| What is needed |
Continue the public health text on animal bites and rabies from its last line, the heading "Post-exposure prophylaxis (PEP)".

| Selected extract |
::::::::
It is very important to report animal bites to Public Health so a case investigation can start. Public Health can help determine if the person that was bitten is in need of Post-Exposure Rabies Vaccine.
In the event that you are bitten by a dog or cat that you can identify, please monitor the animal for 10 days and call Public Health at 406-665-8720. In the event that the animal is unknown, please call Public Health to determine if you need Rabies Vaccine. Rabies can come from dogs, cats, bats, racoons etc.
Rabies virus causes an acute encephalitis in all warm-blooded hosts and the outcome is almost always fatal. The first symptoms of rabies may be nonspecific and include lethargy, fever, vomiting, and anorexia. Signs progress within days to cerebral dysfunction, cranial nerve dysfunction, ataxia, weakness, paralysis, seizures, difficulty breathing, difficulty swallowing, excessive salivation, abnormal behavior, aggression, and/or self-mutilation1.
***The only way to test for rabies in an animal is to send off for testing.
People are usually infected following a deep bite or scratch from an animal with rabies, which is, in 99% of the cases, a dog. Transmission can also occur if saliva of infected animals comes into direct contact with mucosa (e.g. eyes or mouth) or fresh skin wounds.
In the Americas, hematophagous bats are now the major source of human rabies deaths as dog-mediated transmission has been largely interrupted in this region. Bat-mediated rabies is also an emerging public health threat in Australia and western Europe.
Human deaths following exposure to foxes, raccoons, skunks, jackals, mongooses and other wild carnivore host species are very rare, and bites from rodents are not known to transmit rabies.
Contraction of rabies through inhalation of virus-containing aerosols or through transplantation of infected organs has been described, but is extremely rare. Human-to-human transmission through bites or saliva is theoretically possible but has never been confirmed. The same applies to the transmission to humans via consumption of raw meat or milk of infected animals.
Post-exposure prophylaxis (PEP)
::::::::
| Supplied entries |
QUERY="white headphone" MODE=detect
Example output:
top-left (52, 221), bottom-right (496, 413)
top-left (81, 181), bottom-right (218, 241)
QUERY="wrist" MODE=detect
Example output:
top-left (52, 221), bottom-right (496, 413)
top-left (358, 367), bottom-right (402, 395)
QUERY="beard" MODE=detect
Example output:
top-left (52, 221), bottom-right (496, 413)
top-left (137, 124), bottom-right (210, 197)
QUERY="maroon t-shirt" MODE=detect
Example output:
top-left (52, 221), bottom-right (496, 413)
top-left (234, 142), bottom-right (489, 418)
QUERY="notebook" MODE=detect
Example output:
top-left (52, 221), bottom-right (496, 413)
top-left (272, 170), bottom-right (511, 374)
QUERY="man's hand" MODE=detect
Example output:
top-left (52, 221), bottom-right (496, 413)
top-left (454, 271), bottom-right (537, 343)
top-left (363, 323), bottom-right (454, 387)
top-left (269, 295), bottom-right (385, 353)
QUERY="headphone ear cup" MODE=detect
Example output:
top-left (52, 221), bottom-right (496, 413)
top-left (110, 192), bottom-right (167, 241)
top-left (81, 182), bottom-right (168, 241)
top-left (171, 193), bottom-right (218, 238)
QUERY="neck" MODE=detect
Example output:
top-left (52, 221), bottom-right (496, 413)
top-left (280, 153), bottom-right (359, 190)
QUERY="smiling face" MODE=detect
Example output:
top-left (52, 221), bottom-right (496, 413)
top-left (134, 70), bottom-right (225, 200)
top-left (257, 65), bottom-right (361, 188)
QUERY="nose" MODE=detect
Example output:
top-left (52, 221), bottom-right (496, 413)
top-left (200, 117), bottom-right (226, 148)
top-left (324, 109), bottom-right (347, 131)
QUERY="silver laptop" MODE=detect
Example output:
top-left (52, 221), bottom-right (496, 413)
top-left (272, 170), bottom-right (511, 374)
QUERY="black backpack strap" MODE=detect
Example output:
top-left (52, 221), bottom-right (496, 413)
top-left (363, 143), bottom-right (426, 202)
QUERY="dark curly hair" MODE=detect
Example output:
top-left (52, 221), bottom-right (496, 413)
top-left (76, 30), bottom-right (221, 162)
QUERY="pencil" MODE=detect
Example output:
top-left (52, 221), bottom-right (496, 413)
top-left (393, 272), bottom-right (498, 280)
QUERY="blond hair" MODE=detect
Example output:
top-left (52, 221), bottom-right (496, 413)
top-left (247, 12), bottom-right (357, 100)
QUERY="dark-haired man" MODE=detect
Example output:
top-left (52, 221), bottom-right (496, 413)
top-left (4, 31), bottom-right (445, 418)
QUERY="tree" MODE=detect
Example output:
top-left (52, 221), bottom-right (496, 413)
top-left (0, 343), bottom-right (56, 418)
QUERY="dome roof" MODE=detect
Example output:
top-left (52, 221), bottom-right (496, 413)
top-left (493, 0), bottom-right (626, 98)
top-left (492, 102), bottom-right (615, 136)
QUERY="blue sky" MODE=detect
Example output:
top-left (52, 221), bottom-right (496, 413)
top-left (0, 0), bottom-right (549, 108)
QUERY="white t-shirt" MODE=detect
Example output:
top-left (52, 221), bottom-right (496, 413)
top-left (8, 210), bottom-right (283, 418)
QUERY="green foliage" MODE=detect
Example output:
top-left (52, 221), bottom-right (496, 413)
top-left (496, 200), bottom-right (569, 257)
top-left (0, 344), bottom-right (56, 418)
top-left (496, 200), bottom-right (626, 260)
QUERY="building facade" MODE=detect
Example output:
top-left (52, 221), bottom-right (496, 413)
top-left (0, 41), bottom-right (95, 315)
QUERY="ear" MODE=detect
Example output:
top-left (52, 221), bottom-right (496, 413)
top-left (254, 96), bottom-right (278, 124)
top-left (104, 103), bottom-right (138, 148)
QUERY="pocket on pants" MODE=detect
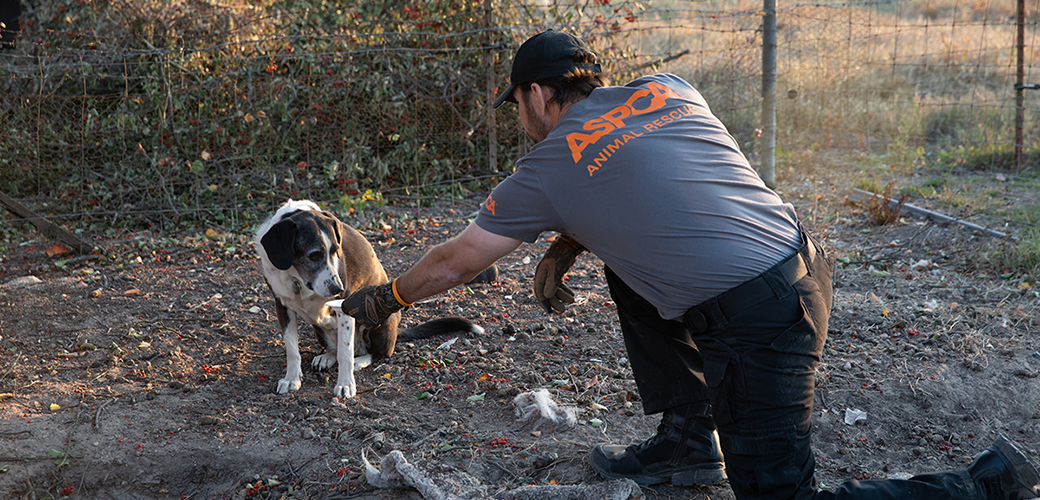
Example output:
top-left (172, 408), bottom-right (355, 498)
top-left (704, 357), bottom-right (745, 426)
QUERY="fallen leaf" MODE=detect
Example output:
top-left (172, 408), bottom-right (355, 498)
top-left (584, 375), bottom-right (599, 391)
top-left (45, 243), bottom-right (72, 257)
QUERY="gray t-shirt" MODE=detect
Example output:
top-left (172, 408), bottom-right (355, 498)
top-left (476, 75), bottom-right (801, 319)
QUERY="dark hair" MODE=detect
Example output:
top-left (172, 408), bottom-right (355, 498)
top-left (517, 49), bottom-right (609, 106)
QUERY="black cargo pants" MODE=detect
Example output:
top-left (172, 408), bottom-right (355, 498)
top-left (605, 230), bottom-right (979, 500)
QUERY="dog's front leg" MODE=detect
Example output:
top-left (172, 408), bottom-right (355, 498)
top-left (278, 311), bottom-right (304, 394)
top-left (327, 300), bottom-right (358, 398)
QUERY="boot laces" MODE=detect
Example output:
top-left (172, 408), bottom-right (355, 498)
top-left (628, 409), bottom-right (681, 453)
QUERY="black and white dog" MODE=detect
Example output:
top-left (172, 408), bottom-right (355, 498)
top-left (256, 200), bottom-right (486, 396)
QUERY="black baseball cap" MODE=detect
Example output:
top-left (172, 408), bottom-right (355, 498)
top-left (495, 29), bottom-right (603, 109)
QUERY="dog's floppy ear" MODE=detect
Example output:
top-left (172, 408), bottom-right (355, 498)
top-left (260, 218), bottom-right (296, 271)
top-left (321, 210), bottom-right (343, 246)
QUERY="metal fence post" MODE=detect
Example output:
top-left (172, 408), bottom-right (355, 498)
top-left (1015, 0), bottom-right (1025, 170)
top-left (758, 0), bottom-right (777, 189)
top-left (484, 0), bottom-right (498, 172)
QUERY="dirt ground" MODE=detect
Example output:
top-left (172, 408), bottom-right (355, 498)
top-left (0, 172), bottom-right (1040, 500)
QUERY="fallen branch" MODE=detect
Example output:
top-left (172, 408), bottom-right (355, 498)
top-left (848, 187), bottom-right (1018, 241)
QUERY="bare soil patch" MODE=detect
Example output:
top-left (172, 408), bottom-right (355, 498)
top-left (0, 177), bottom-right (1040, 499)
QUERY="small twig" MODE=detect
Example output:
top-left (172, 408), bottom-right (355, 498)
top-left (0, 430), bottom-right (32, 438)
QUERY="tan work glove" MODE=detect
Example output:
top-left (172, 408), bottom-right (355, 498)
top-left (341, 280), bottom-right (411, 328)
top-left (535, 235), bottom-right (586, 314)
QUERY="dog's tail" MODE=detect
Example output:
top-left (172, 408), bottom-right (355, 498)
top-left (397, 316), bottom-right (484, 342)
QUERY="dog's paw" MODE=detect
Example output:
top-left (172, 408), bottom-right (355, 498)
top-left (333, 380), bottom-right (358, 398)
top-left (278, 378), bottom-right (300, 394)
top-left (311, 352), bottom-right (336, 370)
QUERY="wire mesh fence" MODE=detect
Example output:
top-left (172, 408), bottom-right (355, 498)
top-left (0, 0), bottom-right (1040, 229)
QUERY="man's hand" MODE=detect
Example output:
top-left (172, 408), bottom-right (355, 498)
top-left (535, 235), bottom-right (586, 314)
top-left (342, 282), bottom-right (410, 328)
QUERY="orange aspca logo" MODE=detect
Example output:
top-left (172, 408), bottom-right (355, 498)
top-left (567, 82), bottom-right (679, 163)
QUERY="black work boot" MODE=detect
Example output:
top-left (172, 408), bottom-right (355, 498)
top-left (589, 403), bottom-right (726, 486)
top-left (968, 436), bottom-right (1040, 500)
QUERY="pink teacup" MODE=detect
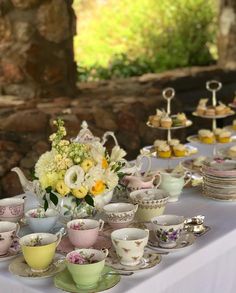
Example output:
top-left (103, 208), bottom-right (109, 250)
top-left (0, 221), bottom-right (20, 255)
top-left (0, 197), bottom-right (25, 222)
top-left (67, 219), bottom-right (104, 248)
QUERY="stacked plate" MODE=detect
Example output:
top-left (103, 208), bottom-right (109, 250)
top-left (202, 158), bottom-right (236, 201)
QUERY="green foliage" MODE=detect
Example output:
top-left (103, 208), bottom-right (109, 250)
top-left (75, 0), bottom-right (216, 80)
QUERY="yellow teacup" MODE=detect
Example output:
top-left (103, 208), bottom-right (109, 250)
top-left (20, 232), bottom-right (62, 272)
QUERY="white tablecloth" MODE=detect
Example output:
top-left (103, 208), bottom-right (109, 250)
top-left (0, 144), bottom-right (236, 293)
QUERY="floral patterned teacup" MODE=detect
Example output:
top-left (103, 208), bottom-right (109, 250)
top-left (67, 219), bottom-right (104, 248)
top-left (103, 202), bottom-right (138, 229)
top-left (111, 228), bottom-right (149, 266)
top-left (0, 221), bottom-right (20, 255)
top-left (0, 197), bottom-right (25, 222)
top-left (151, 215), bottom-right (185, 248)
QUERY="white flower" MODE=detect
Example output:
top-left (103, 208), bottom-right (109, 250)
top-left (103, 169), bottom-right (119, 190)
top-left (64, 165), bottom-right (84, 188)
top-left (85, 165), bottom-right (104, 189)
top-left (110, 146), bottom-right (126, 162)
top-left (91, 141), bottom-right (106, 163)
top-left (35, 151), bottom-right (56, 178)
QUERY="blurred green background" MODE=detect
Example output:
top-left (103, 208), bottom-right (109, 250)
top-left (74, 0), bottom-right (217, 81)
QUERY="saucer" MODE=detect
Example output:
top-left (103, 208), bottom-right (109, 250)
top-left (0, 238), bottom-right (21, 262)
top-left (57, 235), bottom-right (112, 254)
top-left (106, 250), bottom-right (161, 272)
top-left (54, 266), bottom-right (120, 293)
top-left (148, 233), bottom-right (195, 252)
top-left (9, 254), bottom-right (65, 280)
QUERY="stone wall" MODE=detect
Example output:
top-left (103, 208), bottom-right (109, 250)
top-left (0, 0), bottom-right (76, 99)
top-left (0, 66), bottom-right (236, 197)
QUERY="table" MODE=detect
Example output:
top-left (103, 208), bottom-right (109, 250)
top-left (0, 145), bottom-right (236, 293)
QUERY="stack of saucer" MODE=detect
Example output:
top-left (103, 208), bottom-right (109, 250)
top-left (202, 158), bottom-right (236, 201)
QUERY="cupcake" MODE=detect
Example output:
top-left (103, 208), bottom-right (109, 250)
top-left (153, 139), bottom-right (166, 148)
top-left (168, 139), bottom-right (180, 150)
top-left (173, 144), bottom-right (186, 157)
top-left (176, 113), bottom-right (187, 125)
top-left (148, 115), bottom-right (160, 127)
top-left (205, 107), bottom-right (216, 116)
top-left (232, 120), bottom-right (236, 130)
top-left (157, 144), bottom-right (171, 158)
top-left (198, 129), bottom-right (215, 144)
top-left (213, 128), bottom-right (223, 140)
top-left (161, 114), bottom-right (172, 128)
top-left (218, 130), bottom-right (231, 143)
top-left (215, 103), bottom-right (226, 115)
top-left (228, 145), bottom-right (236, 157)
::::::::
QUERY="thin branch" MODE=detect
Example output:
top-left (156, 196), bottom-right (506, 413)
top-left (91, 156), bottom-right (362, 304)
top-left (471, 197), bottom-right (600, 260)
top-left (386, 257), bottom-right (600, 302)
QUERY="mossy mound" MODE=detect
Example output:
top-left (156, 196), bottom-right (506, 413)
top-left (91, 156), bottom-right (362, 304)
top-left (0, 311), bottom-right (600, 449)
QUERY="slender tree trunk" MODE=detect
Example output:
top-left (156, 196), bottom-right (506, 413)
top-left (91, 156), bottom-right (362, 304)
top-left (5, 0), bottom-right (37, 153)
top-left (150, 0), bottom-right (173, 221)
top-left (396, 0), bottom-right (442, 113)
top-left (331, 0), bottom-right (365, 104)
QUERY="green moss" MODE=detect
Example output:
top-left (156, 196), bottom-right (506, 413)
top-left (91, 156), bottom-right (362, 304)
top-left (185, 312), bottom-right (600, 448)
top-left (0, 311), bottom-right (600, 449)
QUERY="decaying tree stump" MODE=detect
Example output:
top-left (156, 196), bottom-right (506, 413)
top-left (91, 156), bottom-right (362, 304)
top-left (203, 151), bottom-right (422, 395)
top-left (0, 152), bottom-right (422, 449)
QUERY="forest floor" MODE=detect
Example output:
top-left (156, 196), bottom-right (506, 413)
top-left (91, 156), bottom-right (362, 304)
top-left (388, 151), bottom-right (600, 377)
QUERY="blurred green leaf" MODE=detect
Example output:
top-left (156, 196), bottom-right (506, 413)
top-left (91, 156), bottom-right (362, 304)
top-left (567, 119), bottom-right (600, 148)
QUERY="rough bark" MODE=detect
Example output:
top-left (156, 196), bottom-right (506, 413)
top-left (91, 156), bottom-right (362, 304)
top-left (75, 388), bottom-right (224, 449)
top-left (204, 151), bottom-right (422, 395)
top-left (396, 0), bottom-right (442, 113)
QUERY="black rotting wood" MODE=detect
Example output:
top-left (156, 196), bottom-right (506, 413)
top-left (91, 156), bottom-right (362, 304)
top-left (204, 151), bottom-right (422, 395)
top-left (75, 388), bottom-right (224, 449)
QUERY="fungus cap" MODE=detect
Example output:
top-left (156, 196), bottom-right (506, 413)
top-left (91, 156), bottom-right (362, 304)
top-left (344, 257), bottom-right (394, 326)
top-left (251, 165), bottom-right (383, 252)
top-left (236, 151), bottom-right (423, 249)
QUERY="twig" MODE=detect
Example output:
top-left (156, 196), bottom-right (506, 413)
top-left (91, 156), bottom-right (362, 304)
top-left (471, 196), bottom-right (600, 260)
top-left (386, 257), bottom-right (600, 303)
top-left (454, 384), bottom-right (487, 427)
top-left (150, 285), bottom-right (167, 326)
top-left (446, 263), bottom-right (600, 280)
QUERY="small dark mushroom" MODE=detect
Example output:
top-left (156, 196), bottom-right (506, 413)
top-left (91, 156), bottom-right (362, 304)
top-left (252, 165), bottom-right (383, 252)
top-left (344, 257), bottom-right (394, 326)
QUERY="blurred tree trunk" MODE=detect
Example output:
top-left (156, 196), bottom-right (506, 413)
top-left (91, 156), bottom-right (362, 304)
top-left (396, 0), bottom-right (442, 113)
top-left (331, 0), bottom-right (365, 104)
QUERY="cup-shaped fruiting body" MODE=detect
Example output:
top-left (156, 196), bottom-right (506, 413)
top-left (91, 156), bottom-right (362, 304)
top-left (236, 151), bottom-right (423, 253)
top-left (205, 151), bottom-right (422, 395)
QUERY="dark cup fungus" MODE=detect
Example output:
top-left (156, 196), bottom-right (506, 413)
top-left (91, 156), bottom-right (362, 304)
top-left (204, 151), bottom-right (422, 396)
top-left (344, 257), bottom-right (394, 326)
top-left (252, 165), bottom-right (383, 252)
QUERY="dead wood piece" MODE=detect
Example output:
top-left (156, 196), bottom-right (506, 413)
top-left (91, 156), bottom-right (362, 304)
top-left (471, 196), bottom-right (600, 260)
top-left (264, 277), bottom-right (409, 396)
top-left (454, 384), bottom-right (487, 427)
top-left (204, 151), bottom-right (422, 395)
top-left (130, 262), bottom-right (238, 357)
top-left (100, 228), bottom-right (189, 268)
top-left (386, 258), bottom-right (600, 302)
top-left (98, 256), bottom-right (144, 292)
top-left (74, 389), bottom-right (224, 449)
::::::::
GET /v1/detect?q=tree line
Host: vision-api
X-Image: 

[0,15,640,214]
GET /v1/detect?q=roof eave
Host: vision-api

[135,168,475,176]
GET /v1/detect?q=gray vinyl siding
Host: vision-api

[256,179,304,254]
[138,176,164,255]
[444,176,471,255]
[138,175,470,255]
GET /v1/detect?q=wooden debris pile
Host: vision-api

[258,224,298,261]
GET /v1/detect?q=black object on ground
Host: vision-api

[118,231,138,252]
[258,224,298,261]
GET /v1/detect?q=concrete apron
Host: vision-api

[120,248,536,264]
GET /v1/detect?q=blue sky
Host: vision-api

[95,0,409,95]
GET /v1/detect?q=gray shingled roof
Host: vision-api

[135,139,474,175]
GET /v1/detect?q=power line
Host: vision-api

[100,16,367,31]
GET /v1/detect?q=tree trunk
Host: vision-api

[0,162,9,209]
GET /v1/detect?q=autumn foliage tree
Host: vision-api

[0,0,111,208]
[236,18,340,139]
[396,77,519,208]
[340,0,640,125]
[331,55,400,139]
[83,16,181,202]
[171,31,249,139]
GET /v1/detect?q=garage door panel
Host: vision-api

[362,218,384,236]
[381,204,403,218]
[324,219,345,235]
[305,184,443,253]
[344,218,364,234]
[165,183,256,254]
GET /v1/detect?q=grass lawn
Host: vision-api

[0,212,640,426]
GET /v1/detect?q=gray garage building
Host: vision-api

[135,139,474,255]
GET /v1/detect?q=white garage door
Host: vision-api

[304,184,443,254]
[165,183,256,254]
::::::::
| Response |
Post-exposure prophylaxis (PEP) is the emergency response to a rabies exposure. This prevents the virus from entering the central nervous system, which would invariably result in death. PEP consists of:
- extensive washing with water and soap for at least 15 minutes and local treatment of the wound as soon as possible after a suspected exposure;
- a course of potent and effective rabies vaccine that meets WHO standards; and
- the administration of rabies immunoglobulin or monoclonal antibodies into the wound, if indicated.
Exposure risk and indications for PEP
Depending on the severity of the contact with the suspected rabid animal, administration of a full PEP course is recommended as follows:
|Categories of contact with suspect rabid animal
|Post-exposure prophylaxis measures
|Category I – touching or feeding animals, animal licks on intact skin (no exposure)
|Washing of exposed skin surfaces, no PEP
|Category II – nibbling of uncovered skin, minor scratches or abrasions without bleeding (exposure)
|Wound washing and immediate vaccination
|Category III – single or multiple transdermal bites or scratches, contamination of mucous membrane or broken skin with saliva from animal licks, exposures due to direct contact with bats (severe exposure)
|Wound washing, immediate vaccination and administration of rabies immunoglobulin/monoclonal antibodies
Category II and III exposures require PEP. WHO recommends administering rabies vaccines intradermally, as this reduces the amount of necessary vaccine and therefore the cost by 60–80% without compromising any safety or efficacy.